Trecho |
* * * * * * *

E 1968 foi o ano do Tropicalismo nos festivais da Record, daí surgiu Tom Zé, que foi campeão com "São São Paulo Meu Amor" ao lado de Chico Buarque com "Bem Vinda". O último festival foi em 1969, o IV Festival de Música Popular Brasileira, que foi vencido por Paulinho da Viola e sua música "Sinal Fechado". Depois disso acabaram-se os festivais da Record e a emissora optou por reformular seu modelo de festival e criar a Bienal do Samba (a primeira aconteceu em 1968).
No ano seguinte vários incêndios se espalharam pelos estúdios das emissoras do Rio e de São Paulo, como também em seus teatros (exemplo disso é o caso do incêndio no Teatro Record - a emissora sofreu três incêndios em menos de um ano).
Outros Festivais
A Excelsior em 1966 deixaria de fazer o Festival de Música Popular Brasileira, como já disse aqui, e criaria o "I Festival da Nova Música Popular" (chamada pela própria também como "II Festival de MPB", como o que já acontecia na Record) e depois criou o "Brasil Canta" (em São Paulo) e "Brasil Canta no Rio", que revelou Taiguara.
A Secretaria de Turismo da Guanabara criou em 1965 o "FIC - Festival Internacional da Canção", que teve sua primeira realização feita pela TV Rio em 1966. O primeiro consagrou Nana Caymmi com "Saveiros" de Nelson Motta e de seu irmão Dori Caymmi. A partir do II FIC, a Globo foi a responsável - até 1972 quando ele foi extinto.

* * * * * * *

Problema a resolver |
Copie, do trecho sobre os festivais de música, a parte que vai de "No ano seguinte" até "que revelou Taiguara.", incluindo essas palavras. Baseie-se somente no trecho para responder.

* * * * * * *

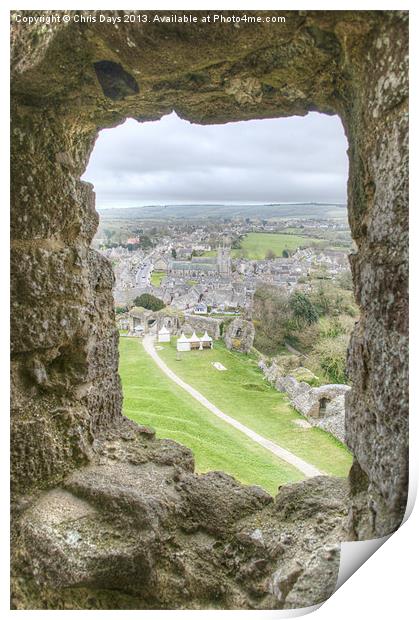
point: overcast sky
(171, 161)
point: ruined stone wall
(202, 534)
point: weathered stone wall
(239, 335)
(201, 324)
(66, 414)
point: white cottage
(164, 334)
(206, 341)
(194, 341)
(182, 343)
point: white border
(386, 586)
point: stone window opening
(323, 406)
(74, 455)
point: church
(203, 266)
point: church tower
(223, 260)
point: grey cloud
(172, 161)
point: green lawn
(156, 277)
(242, 392)
(152, 399)
(256, 245)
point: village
(204, 271)
(190, 293)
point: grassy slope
(151, 398)
(257, 244)
(243, 393)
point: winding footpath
(307, 469)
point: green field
(156, 277)
(152, 399)
(255, 245)
(242, 392)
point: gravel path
(307, 469)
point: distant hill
(217, 211)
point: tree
(108, 234)
(150, 302)
(302, 308)
(331, 355)
(271, 318)
(344, 280)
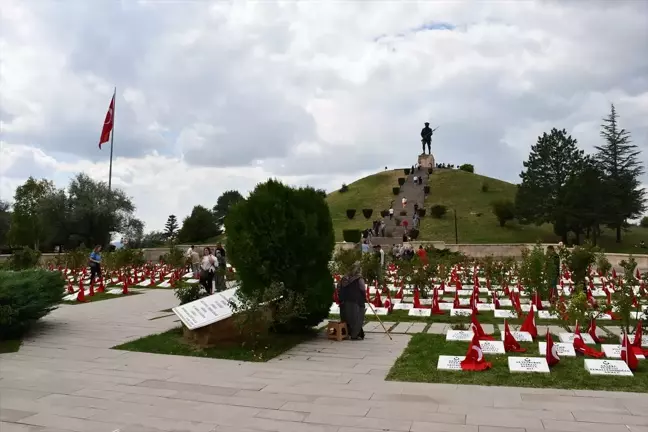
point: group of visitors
(210, 268)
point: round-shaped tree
(283, 237)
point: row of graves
(79, 285)
(452, 298)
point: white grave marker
(607, 367)
(528, 364)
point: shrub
(467, 168)
(352, 235)
(26, 296)
(23, 259)
(438, 211)
(283, 237)
(504, 211)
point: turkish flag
(108, 123)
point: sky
(213, 96)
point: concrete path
(65, 378)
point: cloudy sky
(221, 95)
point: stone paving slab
(66, 378)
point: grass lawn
(419, 361)
(171, 342)
(374, 192)
(99, 297)
(11, 345)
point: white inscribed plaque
(492, 347)
(607, 367)
(569, 337)
(460, 312)
(459, 335)
(419, 312)
(449, 363)
(528, 364)
(564, 349)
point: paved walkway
(65, 378)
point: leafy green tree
(170, 227)
(27, 224)
(198, 226)
(541, 197)
(96, 211)
(623, 168)
(224, 203)
(504, 211)
(282, 238)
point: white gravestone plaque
(419, 312)
(607, 367)
(564, 349)
(528, 364)
(492, 347)
(459, 335)
(614, 351)
(449, 363)
(569, 338)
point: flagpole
(112, 136)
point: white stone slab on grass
(564, 349)
(420, 312)
(528, 364)
(569, 338)
(449, 363)
(607, 367)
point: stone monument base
(426, 160)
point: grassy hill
(460, 191)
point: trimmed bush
(280, 240)
(504, 211)
(352, 235)
(26, 296)
(467, 168)
(438, 211)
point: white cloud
(221, 95)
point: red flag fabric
(474, 360)
(510, 344)
(552, 352)
(628, 354)
(108, 123)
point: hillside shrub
(438, 211)
(282, 238)
(26, 296)
(352, 235)
(504, 211)
(23, 259)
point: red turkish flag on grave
(474, 360)
(510, 344)
(551, 353)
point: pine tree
(619, 160)
(170, 227)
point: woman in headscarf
(352, 301)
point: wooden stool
(337, 330)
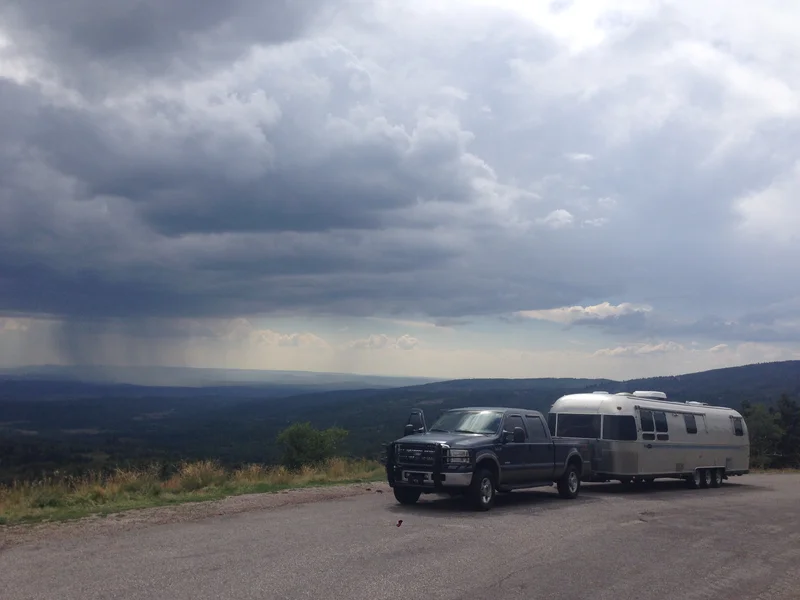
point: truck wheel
(406, 495)
(570, 483)
(482, 490)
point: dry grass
(59, 499)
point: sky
(440, 188)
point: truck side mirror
(519, 435)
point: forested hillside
(56, 430)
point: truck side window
(536, 429)
(691, 423)
(661, 421)
(513, 421)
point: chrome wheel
(486, 490)
(707, 477)
(572, 482)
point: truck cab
(477, 452)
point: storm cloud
(199, 159)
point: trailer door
(655, 456)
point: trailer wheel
(716, 479)
(406, 495)
(570, 483)
(706, 481)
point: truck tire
(407, 496)
(570, 483)
(482, 490)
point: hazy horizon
(481, 188)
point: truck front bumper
(426, 478)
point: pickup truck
(477, 452)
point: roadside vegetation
(774, 433)
(309, 460)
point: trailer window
(660, 418)
(583, 426)
(691, 423)
(619, 428)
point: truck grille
(415, 454)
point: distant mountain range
(49, 420)
(189, 377)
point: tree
(303, 444)
(788, 414)
(765, 434)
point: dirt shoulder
(14, 535)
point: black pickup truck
(478, 452)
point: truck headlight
(458, 456)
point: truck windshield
(469, 421)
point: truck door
(515, 459)
(541, 451)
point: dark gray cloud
(93, 43)
(358, 171)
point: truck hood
(454, 440)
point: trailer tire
(570, 483)
(716, 478)
(406, 496)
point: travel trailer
(642, 436)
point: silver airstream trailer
(642, 436)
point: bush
(304, 445)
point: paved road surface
(741, 541)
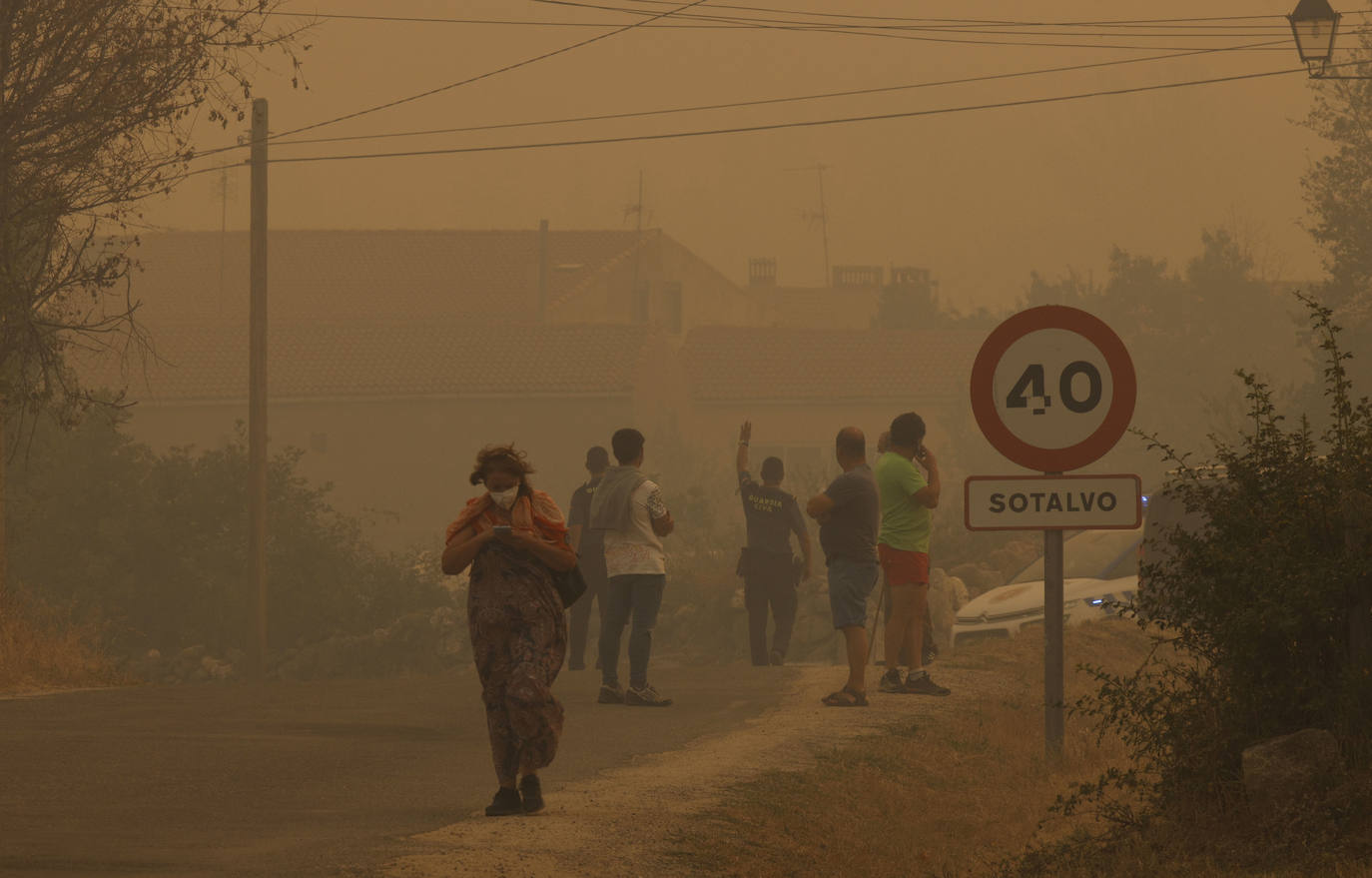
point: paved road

* * * * * * *

Exercício resolvido |
No ano seguinte vários incêndios se espalharam pelos estúdios das emissoras do Rio e de São Paulo, como também em seus teatros (exemplo disso é o caso do incêndio no Teatro Record - a emissora sofreu três incêndios em menos de um ano).
Outros Festivais
A Excelsior em 1966 deixaria de fazer o Festival de Música Popular Brasileira, como já disse aqui, e criaria o "I Festival da Nova Música Popular" (chamada pela própria também como "II Festival de MPB", como o que já acontecia na Record) e depois criou o "Brasil Canta" (em São Paulo) e "Brasil Canta no Rio", que revelou Taiguara.